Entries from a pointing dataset
* * * *
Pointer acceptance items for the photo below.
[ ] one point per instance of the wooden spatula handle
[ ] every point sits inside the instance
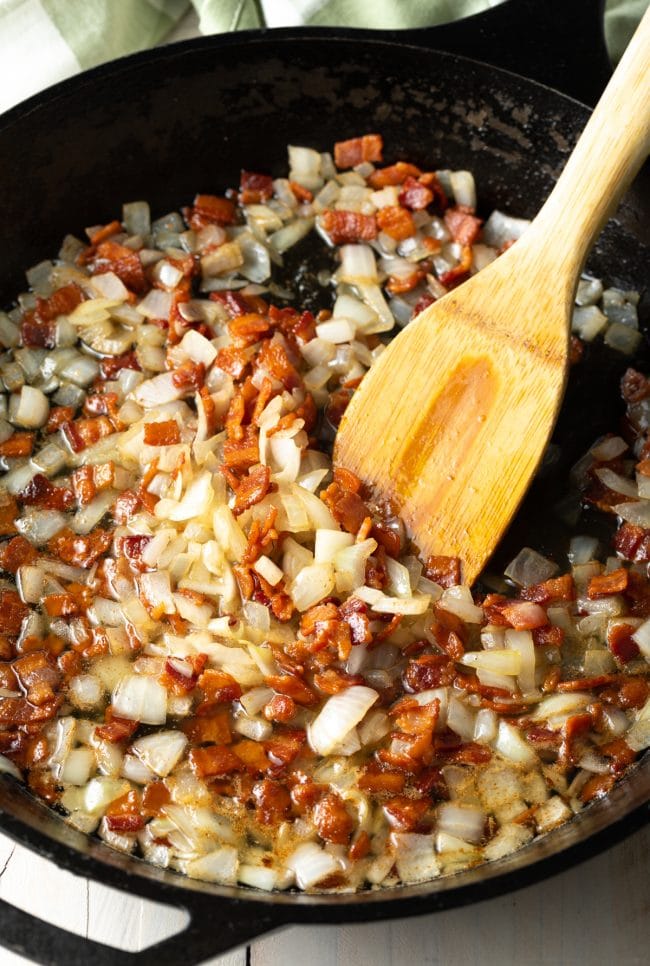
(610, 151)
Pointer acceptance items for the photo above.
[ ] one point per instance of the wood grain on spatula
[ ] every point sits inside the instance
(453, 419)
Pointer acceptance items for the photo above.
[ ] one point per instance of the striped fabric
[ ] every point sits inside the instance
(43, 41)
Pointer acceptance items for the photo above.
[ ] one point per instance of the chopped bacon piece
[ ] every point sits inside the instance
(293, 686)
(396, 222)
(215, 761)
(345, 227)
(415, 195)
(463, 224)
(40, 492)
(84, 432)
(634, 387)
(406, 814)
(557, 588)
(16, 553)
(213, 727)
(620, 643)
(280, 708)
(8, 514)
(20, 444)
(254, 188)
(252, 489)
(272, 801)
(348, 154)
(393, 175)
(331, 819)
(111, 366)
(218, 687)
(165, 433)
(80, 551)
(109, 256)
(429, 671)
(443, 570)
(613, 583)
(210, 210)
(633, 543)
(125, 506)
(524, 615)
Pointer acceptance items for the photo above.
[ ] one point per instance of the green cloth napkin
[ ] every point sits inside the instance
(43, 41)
* * * *
• Aim of the exercise: Reproduce the entries above word for word. Pictures stay out.

• Complete answer:
Pointer acceptance items for the photo below.
[ ] one point per instance of the wooden spatula handle
[ ] every point sits inside the instance
(610, 151)
Pointer acceptance items for the photo above.
[ ] one point per instance of the wood grain on spatula
[ ] every point sits inside the instance
(453, 419)
Pointer acceptance items for the photo above.
[ ] one point per instance of the striped fabric
[ ] every point sits inside the instance
(43, 41)
Pointer acceptance items for the photo above.
[ ] one point per instance of the chopped bacon piece
[ ] every point sits inside the instance
(293, 686)
(396, 222)
(215, 761)
(345, 227)
(415, 195)
(463, 224)
(40, 492)
(84, 432)
(634, 387)
(406, 814)
(557, 588)
(16, 553)
(213, 727)
(620, 643)
(280, 708)
(8, 514)
(20, 444)
(254, 188)
(252, 489)
(272, 801)
(348, 154)
(393, 175)
(331, 819)
(111, 366)
(218, 687)
(165, 433)
(80, 551)
(109, 256)
(429, 671)
(443, 570)
(613, 583)
(210, 210)
(633, 543)
(125, 506)
(524, 615)
Pointer acceptance items for the photo above.
[ ] one point per instance of the green cloth napkin
[ ] every point sits inside the instance
(43, 41)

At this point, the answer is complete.